Image-grounded pointing data
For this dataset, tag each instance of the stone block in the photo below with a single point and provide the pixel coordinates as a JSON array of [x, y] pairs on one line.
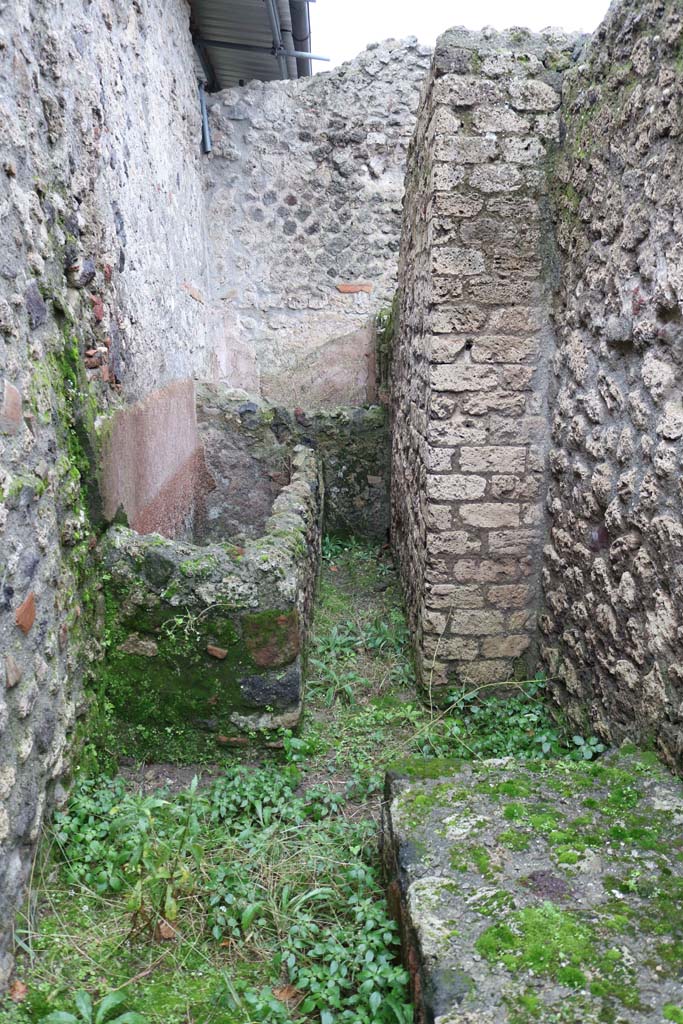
[[496, 178], [458, 542], [455, 487], [466, 148], [528, 150], [509, 646], [532, 95], [25, 614], [494, 459], [458, 318], [445, 205], [489, 515], [465, 90], [457, 260], [463, 378], [457, 431], [503, 349], [500, 119], [476, 622], [513, 543], [453, 596], [451, 648], [488, 401], [509, 596], [11, 418], [484, 570]]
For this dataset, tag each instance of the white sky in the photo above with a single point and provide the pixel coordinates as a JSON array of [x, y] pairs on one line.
[[340, 29]]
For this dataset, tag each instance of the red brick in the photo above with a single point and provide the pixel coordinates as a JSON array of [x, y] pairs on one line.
[[25, 615]]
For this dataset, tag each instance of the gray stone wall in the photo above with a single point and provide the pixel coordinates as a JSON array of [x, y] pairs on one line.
[[304, 188], [613, 565], [213, 637], [102, 246], [471, 350], [248, 445]]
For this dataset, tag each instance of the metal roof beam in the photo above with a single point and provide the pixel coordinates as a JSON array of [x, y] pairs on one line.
[[251, 48]]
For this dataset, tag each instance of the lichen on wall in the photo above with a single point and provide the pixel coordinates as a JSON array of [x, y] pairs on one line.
[[613, 588], [101, 249]]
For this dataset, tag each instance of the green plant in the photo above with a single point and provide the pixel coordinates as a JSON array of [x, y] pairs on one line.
[[586, 750], [110, 1011]]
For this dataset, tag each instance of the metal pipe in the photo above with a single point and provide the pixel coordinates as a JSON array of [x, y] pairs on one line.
[[301, 35], [273, 18], [285, 13], [206, 128]]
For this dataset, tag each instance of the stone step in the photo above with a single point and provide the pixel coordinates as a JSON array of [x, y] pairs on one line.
[[539, 892]]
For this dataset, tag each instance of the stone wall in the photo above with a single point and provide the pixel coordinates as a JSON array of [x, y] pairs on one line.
[[101, 258], [304, 188], [470, 353], [242, 436], [213, 637], [613, 567]]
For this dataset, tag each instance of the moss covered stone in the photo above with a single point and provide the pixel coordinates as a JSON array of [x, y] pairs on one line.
[[555, 888], [211, 638]]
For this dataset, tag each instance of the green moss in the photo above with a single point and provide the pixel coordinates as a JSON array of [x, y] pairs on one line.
[[493, 904], [481, 860], [545, 940], [422, 768], [418, 804], [513, 839]]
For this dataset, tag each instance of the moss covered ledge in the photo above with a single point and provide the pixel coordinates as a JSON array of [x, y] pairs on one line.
[[540, 893], [213, 637]]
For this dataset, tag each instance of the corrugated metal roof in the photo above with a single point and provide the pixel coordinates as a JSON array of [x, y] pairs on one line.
[[248, 24]]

### What you should do
What is needed here is an exact transcription of every record above, with images excluded.

### Solution for this problem
For this dataset, tag each instance of the stone block in the photo below with a single point and provide the pixel coordinates as a JSON array of [x, y] pairs on one line.
[[496, 178], [458, 542], [455, 487], [466, 148], [528, 150], [509, 646], [532, 95], [25, 614], [494, 459], [458, 318], [445, 205], [489, 515], [465, 90], [457, 260], [463, 378], [457, 431], [503, 349], [500, 119], [476, 622], [513, 543], [453, 596], [451, 648], [488, 401], [509, 596], [11, 418], [484, 570]]
For this dataset, tag each instance of the white sky in the photo above with a single point and provide the pixel coordinates as a JSON array of [x, y] pairs on one line.
[[340, 29]]
For this dataset, tag each instance of the red brick in the photo above with a single point and provide the pixel coordinates as a JSON array of [x, y] pairs on one line.
[[25, 615]]
For this dataset, tag each instance of the gray stone wall in the photo above with a single point and provide the pixel coordinates as a JSON array of [x, y] pairs on one line.
[[304, 188], [613, 565], [213, 637], [102, 246], [471, 350], [248, 445]]
For this dataset, tag each instance of the metal roof beam in the photo above with a single point and provide the pixel coordinates as a JSON array of [x, y] pairs on one line.
[[251, 48]]
For this dataset, tag each instance of the lichen on wall in the photo above with a single point and provide the pixel coordinates as a JSON array of [x, y] pairs on one line.
[[613, 588], [101, 249]]
For this dataset, tag each instance of the green plant in the photo above with a single point and provide the pixel coordinates as a JSON array of [x, y] pairs on one line.
[[586, 750], [110, 1011]]
For this dataset, tag each instance of the metal pipe in the photo above with a single point and provide the pixel coordinates as a JSON array of [x, y] pairs on one line.
[[301, 35], [273, 18], [285, 13], [206, 128]]
For this dataset, tag each instance of the stone step in the photo above with a single point and provide the pixel coordinates as a JSON array of [x, y] pairs on one line.
[[539, 892]]
For this dataset, tag each instance of the stone wall in the photo above with a single point and provide the pixel coordinates as a JSON array of [x, y] pairs on one line.
[[101, 258], [304, 188], [470, 353], [242, 436], [213, 637], [613, 567]]
For this dataset, tag each instance of the moss covered stone in the photo above with a single point and provide the pixel coordinates as a JSON array of [x, y] pairs on one line.
[[555, 888], [211, 638]]
For this dataset, tag each instance of the green moss in the photo above with a single point and provide the pixel coordinates as a JSON array of [x, y] pairs on one line.
[[493, 904], [481, 860], [545, 940], [422, 768], [418, 804], [513, 839]]
For this dataset, tag each instance of the moss covered ledge in the photo above with a single point and provide the pixel coordinates as a JSON array of [x, y] pairs on one line.
[[540, 893], [213, 637]]
For this dataset, tag each instance of the corrugated metal roof in the photo above with a single point and provide the pixel coordinates as a JSON array of [x, y] pairs on one line.
[[248, 24]]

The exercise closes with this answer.